**TASK DETAILS**
Return all of the entries exactly as written.

(Data items)
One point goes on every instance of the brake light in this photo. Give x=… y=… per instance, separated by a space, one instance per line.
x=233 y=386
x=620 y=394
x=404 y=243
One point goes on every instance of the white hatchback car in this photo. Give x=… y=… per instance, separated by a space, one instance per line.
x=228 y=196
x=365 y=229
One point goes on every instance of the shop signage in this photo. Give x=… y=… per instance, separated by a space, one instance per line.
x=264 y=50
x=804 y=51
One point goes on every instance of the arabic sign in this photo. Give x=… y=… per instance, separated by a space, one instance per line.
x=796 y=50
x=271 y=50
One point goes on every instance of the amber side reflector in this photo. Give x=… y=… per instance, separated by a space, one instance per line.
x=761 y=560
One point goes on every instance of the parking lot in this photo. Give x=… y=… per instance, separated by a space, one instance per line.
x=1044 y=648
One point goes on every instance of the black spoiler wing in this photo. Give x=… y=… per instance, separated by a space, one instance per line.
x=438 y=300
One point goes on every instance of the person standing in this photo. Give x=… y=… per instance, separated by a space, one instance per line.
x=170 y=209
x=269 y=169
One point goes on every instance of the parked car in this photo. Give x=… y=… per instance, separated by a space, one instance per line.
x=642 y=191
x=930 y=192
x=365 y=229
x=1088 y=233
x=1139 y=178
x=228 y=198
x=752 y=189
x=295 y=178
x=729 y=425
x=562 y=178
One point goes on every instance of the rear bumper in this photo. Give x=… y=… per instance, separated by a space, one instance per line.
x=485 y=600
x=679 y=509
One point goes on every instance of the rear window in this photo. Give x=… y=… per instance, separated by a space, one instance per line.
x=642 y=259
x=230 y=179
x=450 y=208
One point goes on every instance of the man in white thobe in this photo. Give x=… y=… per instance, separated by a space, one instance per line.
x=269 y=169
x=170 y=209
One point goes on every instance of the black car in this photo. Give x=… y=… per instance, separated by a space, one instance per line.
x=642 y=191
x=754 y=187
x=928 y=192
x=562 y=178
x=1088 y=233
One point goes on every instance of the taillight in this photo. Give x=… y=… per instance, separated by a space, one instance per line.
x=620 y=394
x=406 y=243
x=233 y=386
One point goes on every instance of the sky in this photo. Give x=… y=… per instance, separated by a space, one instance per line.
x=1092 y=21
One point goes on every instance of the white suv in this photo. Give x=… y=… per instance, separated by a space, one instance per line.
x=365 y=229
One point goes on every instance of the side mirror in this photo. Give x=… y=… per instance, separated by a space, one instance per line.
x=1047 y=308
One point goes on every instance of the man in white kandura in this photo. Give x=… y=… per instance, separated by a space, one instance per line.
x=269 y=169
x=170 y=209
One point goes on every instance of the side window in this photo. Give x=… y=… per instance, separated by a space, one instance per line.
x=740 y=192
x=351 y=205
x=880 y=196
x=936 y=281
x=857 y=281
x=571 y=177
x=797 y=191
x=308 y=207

**OUTPUT FOR THIS EXERCISE**
One point goes on every instance of the brake light in this photo. Give x=… y=… per instance, separated by a space, one instance per line.
x=233 y=386
x=620 y=394
x=404 y=243
One point goes on every instance of the white hatchback car in this photo. Give x=… y=… per instance, separated by a space, one instance per line.
x=228 y=196
x=365 y=229
One point goes on every instance of the shop signage in this photo. Give x=… y=… per instance, separated by a space, one instance per line.
x=264 y=50
x=804 y=51
One point goes on every instance of the arabic sign in this photo. Give x=… y=… per instance, separated by a space, one instance per line.
x=796 y=50
x=271 y=50
One point goes on every instance of the amber side reflector in this photo. Give x=… y=… per instance, separated by a space, one instance per line.
x=761 y=560
One point goes on every instance of the parking lot in this photo. Give x=… y=… per instance, separated by a space, one instance per line.
x=1044 y=648
One point goes on every instance of the black spoiler wing in this photo. Give x=… y=… per instance, separated by a space, one instance per line.
x=438 y=300
One point goes on every instance of the person standing in this photo. Give x=… y=… per instance, separated by a space, one instance per line.
x=170 y=209
x=269 y=169
One point goes on every instance of the parked car in this photo. Give x=… y=… per instance, separated by a space, one instance per line.
x=642 y=191
x=930 y=192
x=365 y=229
x=1088 y=233
x=1139 y=178
x=228 y=198
x=752 y=189
x=295 y=178
x=729 y=425
x=562 y=178
One point goes on every instance of the rear bumper in this photo. Give x=… y=… per instance, separated by a space, one instance per line.
x=485 y=600
x=679 y=509
One point goes on every instance of the rear window in this photo. Give x=… y=… per instance, separated by a space, one instance per line.
x=642 y=259
x=230 y=179
x=450 y=208
One point goes on every instance of the man in white thobe in this photo. Give x=… y=… per instance, separated by a space, one instance per line.
x=269 y=169
x=170 y=209
One point goes on every instance of the black car in this photo. Give x=… y=… per instance, separated by a space, one instance per line.
x=642 y=191
x=754 y=187
x=928 y=192
x=562 y=178
x=1088 y=233
One point goes on every instance of the taillight in this photo. Give x=… y=… per instance, separated by a space, one instance per line.
x=620 y=394
x=406 y=243
x=233 y=386
One point goes on every instance of the sky in this photo. Give x=… y=… per instance, separated by a space, one instance per line.
x=1092 y=21
One point goes on every instance of the white suv in this photo. Give x=… y=… per instance, separated by a space, one instance per line.
x=365 y=229
One point goes on every instance of the side mirror in this photo. Give x=… y=… per instance, separated by a space, one instance per line.
x=1047 y=308
One point goes on every instance of the man in white kandura in this photo. Give x=… y=… per instance, separated by a space, one instance per line.
x=269 y=169
x=170 y=209
One point goes on every instance of the side window in this photo. Give x=… y=… per instance, separated by a space, one instance per line.
x=740 y=192
x=351 y=205
x=880 y=196
x=936 y=281
x=857 y=281
x=571 y=177
x=797 y=191
x=308 y=207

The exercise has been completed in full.